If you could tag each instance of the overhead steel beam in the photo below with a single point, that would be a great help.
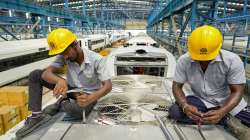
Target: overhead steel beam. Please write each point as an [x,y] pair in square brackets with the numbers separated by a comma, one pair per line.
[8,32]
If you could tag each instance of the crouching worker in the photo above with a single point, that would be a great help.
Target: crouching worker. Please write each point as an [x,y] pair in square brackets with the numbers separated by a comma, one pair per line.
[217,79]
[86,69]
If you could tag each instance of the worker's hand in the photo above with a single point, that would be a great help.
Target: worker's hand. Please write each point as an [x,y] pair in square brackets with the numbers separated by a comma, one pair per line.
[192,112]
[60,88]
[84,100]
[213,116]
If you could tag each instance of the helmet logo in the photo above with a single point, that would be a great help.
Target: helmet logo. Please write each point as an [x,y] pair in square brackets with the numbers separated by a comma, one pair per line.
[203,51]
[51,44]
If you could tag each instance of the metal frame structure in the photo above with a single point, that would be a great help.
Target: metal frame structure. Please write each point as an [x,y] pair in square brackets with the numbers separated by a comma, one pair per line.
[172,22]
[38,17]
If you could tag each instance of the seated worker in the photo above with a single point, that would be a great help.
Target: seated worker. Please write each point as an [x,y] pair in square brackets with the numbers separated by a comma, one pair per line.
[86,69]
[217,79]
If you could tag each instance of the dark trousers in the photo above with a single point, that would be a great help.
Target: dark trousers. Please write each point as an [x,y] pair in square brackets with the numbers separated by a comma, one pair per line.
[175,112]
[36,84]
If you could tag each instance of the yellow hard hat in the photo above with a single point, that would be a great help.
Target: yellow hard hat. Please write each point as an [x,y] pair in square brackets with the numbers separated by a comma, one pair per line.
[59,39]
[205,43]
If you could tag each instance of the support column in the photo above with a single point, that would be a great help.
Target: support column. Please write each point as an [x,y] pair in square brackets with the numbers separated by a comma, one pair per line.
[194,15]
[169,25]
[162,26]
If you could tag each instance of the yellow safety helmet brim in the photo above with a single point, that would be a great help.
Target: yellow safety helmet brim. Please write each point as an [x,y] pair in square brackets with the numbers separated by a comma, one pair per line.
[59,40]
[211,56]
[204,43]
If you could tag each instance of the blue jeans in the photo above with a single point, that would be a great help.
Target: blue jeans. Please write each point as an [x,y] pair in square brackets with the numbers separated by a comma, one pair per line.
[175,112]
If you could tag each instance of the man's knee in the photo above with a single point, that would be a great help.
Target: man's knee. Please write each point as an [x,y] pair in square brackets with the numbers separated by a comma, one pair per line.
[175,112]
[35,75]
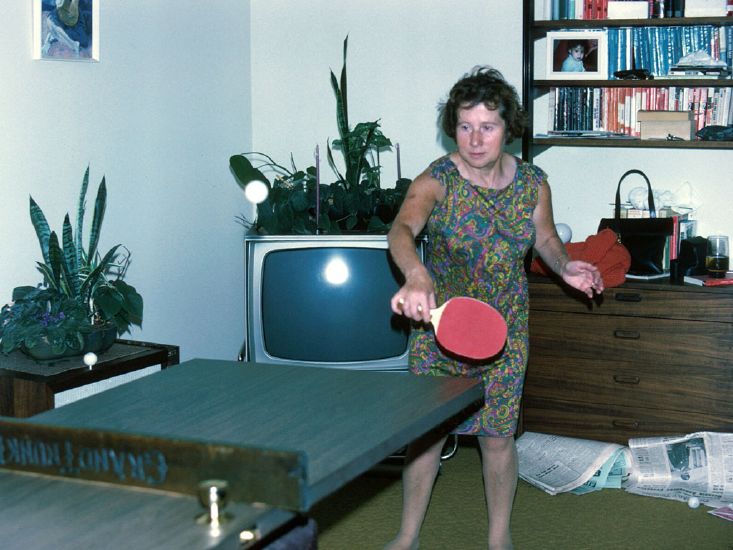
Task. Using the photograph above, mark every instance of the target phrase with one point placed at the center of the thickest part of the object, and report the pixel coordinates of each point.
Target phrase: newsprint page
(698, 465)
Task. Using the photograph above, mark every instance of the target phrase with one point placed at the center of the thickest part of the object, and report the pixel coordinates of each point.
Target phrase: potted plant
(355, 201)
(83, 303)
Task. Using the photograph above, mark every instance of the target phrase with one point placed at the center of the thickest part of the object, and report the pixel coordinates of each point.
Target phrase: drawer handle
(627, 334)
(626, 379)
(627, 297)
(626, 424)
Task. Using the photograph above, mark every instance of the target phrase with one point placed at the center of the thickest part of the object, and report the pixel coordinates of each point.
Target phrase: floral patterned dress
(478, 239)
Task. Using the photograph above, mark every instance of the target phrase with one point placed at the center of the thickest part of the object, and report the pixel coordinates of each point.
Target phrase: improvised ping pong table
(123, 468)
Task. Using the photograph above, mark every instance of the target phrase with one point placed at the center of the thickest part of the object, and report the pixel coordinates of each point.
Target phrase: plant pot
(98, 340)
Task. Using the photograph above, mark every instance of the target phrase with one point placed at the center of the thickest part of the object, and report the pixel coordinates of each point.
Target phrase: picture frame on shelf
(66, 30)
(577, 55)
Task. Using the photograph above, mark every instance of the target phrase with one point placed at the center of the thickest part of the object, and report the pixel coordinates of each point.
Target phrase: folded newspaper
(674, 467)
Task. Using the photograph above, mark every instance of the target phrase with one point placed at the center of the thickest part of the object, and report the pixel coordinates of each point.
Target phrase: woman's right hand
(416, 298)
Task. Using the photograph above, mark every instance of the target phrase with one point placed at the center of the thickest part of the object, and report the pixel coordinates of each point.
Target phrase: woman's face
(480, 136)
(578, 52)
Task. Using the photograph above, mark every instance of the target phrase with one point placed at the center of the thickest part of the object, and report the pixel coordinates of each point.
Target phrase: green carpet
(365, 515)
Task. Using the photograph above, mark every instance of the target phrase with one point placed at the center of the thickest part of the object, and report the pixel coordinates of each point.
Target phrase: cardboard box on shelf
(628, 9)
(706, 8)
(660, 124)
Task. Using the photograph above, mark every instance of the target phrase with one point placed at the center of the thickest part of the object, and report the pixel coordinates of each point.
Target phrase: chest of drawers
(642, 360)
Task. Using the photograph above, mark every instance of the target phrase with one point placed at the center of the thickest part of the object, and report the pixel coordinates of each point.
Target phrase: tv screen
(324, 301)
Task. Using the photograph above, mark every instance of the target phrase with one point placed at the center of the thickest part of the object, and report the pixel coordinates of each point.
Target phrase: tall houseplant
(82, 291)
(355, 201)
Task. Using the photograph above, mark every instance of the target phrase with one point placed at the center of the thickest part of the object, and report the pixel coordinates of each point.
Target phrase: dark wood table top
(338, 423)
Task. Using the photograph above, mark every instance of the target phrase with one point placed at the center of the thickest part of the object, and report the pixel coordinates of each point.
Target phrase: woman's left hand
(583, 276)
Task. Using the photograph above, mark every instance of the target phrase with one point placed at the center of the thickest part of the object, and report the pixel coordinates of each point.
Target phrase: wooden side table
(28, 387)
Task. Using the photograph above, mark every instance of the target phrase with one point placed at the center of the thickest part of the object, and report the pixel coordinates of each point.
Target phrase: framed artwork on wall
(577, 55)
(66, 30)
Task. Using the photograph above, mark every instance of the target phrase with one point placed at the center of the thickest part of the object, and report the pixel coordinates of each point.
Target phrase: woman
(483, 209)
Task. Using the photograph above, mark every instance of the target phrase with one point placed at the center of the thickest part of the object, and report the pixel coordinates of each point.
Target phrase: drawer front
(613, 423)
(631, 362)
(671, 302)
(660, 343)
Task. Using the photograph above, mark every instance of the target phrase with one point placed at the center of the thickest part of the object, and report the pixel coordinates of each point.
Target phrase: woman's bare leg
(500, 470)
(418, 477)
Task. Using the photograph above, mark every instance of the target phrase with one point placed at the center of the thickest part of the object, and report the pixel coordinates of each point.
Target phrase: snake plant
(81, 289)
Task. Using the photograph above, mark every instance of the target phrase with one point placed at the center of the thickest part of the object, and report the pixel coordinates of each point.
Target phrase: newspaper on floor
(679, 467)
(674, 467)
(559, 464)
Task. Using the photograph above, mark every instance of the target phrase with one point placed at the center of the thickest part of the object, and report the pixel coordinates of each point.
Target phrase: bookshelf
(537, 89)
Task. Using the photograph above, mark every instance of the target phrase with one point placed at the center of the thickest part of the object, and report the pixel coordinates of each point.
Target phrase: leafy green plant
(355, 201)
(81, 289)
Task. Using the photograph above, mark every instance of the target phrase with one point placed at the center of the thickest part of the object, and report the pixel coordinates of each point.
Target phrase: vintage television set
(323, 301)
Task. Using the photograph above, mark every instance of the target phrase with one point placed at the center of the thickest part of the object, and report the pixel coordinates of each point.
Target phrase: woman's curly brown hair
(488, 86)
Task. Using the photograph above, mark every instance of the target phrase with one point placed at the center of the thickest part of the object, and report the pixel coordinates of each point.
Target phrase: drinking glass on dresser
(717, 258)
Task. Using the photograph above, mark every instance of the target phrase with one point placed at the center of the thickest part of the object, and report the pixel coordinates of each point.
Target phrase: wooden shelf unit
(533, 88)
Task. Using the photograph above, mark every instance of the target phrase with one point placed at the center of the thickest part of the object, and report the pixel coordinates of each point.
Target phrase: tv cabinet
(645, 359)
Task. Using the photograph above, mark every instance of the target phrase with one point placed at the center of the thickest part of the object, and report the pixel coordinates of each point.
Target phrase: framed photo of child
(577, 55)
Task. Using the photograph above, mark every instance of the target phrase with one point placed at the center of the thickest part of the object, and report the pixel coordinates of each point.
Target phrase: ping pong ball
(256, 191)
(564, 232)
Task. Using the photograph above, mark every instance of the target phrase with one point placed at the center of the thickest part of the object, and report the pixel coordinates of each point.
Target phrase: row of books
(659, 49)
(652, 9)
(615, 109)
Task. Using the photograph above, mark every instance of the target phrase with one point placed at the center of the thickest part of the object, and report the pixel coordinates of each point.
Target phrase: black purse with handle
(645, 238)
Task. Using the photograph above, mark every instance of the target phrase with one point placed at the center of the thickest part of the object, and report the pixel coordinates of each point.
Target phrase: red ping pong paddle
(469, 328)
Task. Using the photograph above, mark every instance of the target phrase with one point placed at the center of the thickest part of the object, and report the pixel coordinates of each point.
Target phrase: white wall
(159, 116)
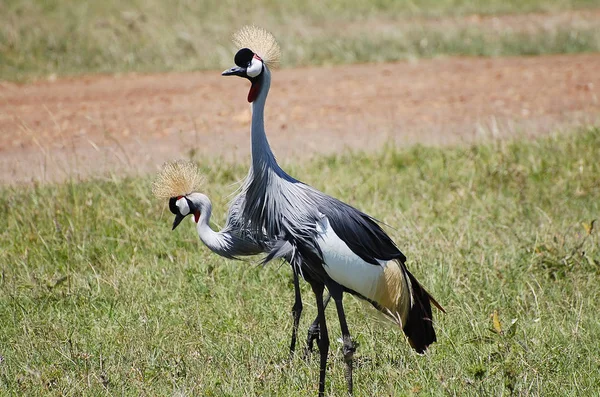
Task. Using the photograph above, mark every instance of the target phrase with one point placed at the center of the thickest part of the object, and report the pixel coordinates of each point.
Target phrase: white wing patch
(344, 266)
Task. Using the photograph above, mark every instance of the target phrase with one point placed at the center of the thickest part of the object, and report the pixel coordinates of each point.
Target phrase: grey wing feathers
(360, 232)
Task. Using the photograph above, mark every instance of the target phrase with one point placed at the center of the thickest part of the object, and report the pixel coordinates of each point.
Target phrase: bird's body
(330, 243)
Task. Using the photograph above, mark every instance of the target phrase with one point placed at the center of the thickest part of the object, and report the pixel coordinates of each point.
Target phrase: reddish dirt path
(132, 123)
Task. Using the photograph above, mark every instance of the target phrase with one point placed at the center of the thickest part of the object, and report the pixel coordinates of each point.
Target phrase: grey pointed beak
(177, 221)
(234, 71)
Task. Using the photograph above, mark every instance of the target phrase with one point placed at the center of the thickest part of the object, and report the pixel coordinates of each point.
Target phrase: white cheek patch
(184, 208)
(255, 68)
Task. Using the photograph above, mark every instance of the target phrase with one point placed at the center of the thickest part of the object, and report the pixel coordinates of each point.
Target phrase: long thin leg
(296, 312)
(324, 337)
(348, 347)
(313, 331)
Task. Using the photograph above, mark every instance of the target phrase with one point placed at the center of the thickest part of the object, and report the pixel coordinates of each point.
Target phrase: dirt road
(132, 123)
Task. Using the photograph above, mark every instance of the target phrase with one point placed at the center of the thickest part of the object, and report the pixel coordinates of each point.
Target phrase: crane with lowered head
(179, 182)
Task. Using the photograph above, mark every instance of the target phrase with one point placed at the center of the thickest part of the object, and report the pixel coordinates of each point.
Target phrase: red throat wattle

● **Problem requirements**
Count the lines of the listing above that contain the string "jeans", treating uppercase and lowercase letters as distinct. Reply with the number alone.

● **Expected output**
2